They came out in Levis. They came out in flannel. Some wore dresses. Some wore fine suits. Some looked like they had just gotten off from work. People waited in long lines. Many waited with them, to witness the moment, to share the moment. A Boy Scouts troop brought some of them pizza.
This was the scene in Utah. Utah, the nexus of Prop. 8. US District Court Judge Robert Shelby overturned Utah’s ban on same-sex marriage, calling it unconstitutional. He then refused to stay his order. When word got out, folks got in line and got hitched. The scenes looked no different then similar occurrences in other states that began allowing same-sex couples to marry. The lines were long, but folks waited.
They waited because they knew that the moment might not last long, that the state government, in particular Utah Governor Gary Herbert, worked feverishly to halt the marriages. Governor Herbert’s administration appealed to the US Court of Appeals for the Tenth Circuit. They were refused. They appealed again. Refused. They appealed to Judge Shelby, the one who started the whole thing with his ruling. He refused. They tried the Tenth Circuit again. Again, they refused to stay the decision. And folks kept lining up, lining up to exchange vows, hold hands, kiss, declare their love for each other, for all the world to see.
Finally, the government of Utah appealed to the US Supreme Court: stop the marriages. Stay the decision, so that we can appeal it to the Tenth Circuit for a proper hearing. It took until this past Monday, January 6, but a stay did come. Justice Sonia Sotomayor could have made the decision herself, but she decided against that and routed it to the entire Court. They unanimously and perfunctorily ordered that the marriages be stopped, so that the case could continue. It will ultimately reach the Supreme Court one day, just as California’s Prop. 8 did.
The government of Utah complained that to allow gay folks to get married would have caused “confusion,” because in their minds, the decision was still in question. After all, it was only a district court judge who made the ruling. And they want to appeal and appeal and appeal until they get their way.

PROBLEMS AND TASKS ->
**1)** Decide whether each statement agrees with the passage on same-sex marriage in Utah. Answer yes or no and quote the words from the passage that settle it.
(a) Judge Shelby refused to put his own order on hold.
(b) Justice Sotomayor ruled on Utah's request for a stay by herself.
(c) A Boy Scouts troop brought pizza to some of the people waiting in line.
**2)** According to the passage on same-sex marriage in Utah, on what day did the stay finally come?

INFORMATION PROVIDED ->

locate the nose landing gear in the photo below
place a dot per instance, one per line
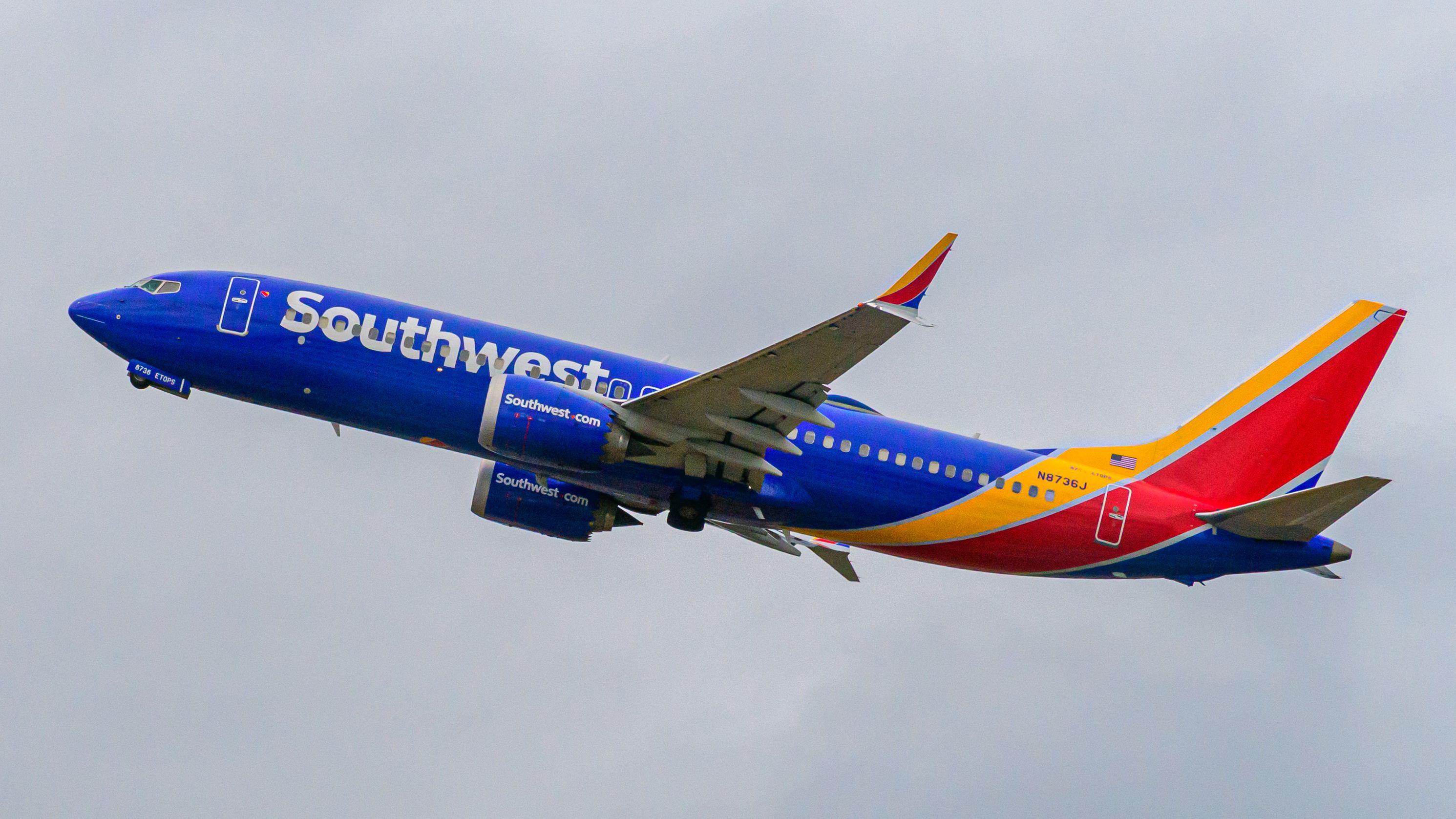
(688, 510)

...

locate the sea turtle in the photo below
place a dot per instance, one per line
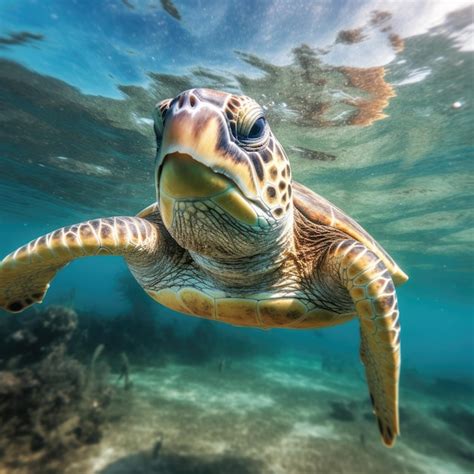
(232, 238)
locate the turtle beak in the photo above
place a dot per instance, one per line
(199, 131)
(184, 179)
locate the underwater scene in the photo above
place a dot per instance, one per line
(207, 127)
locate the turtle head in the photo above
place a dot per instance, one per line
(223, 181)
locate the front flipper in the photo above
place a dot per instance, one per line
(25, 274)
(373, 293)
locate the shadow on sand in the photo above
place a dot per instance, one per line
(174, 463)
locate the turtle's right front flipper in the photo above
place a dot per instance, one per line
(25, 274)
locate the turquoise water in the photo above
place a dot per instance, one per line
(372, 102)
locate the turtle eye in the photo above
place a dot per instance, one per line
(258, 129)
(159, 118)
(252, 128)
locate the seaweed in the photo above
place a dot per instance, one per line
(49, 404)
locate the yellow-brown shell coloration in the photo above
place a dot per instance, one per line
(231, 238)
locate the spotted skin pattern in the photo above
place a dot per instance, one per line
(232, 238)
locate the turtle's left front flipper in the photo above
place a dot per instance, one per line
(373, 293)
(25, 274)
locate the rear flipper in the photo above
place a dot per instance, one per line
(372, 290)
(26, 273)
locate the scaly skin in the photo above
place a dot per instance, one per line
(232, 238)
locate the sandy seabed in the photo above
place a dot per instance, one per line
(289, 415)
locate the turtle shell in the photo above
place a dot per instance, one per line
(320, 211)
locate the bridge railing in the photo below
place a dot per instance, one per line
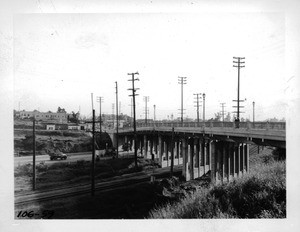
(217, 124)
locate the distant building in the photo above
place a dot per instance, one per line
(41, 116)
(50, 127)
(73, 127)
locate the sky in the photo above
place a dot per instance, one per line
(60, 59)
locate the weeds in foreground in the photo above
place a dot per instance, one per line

ANSWERS IN ORDER ->
**1)**
(a) Yes: "He then refused to stay his order."
(b) No: "she decided against that and routed it to the entire Court."
(c) Yes: "A Boy Scouts troop brought some of them pizza."

**2)** Monday, January 6.